### Challenge 1
Answer these three questions from the century training thread:
(a) What does nonsleepingjon want the training table to show for each day of the week?
(b) What does C-40 call the key?
(c) At most, how many hard after-work rides did C-40 do in a week?
#### Text ####
# Century training schedule



## nonsleepingjon (Oct 18, 2002)

Does anyone have a link to a training schedule for working up to a century? I'm looking for something like a table showing pace and mileage each day of the week. (i.e., specific training goals instead of general advice). I found one but if you know of any others I'd appreciate it. Also looking for recommended books etc. 

Here's the one I found: http://www.bikevb.com/goals/century/century_schedule.html

Thanks!


----------



## B-Fun (Nov 15, 2005)

I think if I were you I would be a little more specific. I'm sure there is lots of information out there that pertains to completing a century, but inform us about what your plans for this century are.

Are you just trying to complete the ride? Do you already have good fitness? What's your longest ride so far?

The people on this board are just as good, probably better, than any resource you will find because they have read numerous sites and tried numerous programs. Let us know what your goals are, how much time you have per week to devote to cycling, and I'm sure you will get your own personalized program to achieve whatever goal it is that you have....For Free!


----------



## coonass (Feb 4, 2004)

There is plenty of info here:
http://www.ultracycling.com/siteindex.html


----------



## C-40 (Feb 4, 2004)

*no program...*

While programs are well intended, none are guaranteed to produce good results and a lot of them are impossible to follow due to work, family or weather restrictions. They seldom take rider age or beginning fitness into consideration.  I've done many and often never rode any single ride greater than 50 miles before doing the century.

When I start the season, I might do a few rides as short as 35 miles, but quickly ramp up to longer rides, and more intensity. Intensity is the key. You'll gain more fitness doing a 40 mile barn burner than a 60-70 mile easy ride. When I was working, I often had only 2-2.5 hours after work to spare, so I'd hammer out half the time, turn around and go back to complete a hard 40-50 miler. At most I'd do four of those a week. Sometimes I'd do one weekend ride of 3-3.5 hours. Avoid heavy training the week of the century, but do ride, so your body is ready, but rested. That got me through every century I rode.


----------



## nonsleepingjon (Oct 18, 2002)
#### Material provided ####
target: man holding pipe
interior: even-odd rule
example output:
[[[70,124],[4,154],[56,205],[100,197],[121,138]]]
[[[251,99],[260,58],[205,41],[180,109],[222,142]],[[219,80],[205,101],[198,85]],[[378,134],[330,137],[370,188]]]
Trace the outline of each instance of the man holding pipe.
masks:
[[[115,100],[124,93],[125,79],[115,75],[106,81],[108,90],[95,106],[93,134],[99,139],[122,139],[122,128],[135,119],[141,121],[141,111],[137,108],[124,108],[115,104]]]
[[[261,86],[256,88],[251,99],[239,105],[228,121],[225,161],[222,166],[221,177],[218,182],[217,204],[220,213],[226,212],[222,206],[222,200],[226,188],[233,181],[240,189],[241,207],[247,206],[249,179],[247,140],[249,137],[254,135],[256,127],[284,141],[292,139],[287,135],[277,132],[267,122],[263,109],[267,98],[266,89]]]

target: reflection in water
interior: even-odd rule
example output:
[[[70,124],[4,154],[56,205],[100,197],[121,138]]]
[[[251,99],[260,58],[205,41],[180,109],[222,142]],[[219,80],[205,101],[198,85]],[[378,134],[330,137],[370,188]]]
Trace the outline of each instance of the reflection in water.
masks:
####
#### Material provided ####
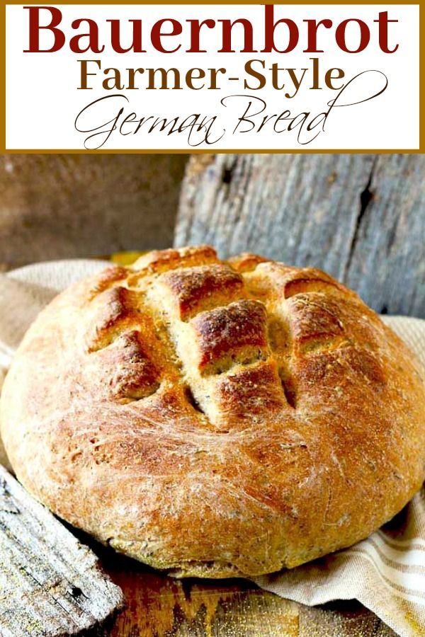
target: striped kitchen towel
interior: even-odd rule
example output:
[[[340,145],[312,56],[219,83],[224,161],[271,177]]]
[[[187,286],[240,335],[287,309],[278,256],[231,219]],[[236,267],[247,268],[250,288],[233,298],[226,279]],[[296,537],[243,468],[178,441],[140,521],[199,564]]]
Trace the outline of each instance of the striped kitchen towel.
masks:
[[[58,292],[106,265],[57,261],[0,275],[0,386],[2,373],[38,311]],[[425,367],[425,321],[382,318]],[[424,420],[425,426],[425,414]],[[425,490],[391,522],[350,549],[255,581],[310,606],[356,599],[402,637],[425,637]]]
####
#### Material provided ####
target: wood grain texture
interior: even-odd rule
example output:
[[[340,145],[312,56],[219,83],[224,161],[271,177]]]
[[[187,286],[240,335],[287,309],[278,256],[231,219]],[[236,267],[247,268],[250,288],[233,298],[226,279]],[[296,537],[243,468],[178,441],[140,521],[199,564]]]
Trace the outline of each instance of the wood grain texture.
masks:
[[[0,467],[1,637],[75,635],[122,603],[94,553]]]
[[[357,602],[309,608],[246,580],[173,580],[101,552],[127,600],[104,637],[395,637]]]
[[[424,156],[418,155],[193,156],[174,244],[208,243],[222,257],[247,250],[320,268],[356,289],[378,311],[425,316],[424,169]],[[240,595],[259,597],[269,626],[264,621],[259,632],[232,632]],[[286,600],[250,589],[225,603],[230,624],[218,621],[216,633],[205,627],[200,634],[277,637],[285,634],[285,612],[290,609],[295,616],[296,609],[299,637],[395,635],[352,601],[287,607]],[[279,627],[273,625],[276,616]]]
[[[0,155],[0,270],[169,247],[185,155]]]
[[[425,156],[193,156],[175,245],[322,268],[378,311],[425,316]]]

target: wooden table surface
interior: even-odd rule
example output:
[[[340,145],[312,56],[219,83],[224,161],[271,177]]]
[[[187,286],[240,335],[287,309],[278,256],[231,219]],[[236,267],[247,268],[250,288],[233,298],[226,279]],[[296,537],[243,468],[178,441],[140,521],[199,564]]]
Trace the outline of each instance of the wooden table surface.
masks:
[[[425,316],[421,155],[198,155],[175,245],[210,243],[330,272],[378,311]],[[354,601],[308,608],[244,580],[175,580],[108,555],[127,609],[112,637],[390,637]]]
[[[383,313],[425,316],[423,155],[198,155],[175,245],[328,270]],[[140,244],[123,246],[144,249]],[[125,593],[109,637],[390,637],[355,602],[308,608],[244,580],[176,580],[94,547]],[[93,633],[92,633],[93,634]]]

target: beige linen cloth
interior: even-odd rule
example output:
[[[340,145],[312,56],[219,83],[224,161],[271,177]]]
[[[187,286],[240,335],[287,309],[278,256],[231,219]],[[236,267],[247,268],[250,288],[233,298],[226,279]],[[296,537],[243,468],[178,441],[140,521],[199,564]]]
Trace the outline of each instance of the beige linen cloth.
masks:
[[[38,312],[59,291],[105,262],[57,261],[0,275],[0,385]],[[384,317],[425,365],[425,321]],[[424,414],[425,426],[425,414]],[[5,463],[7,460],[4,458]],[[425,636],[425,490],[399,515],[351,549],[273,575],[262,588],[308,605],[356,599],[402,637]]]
####
### Challenge 2
Please count the lines in the records above that contain the string "reflection", treating case as significant, and give only the number.

### Result 1
(a) Pace and mileage.
(b) Intensity.
(c) Four.

### Result 2
2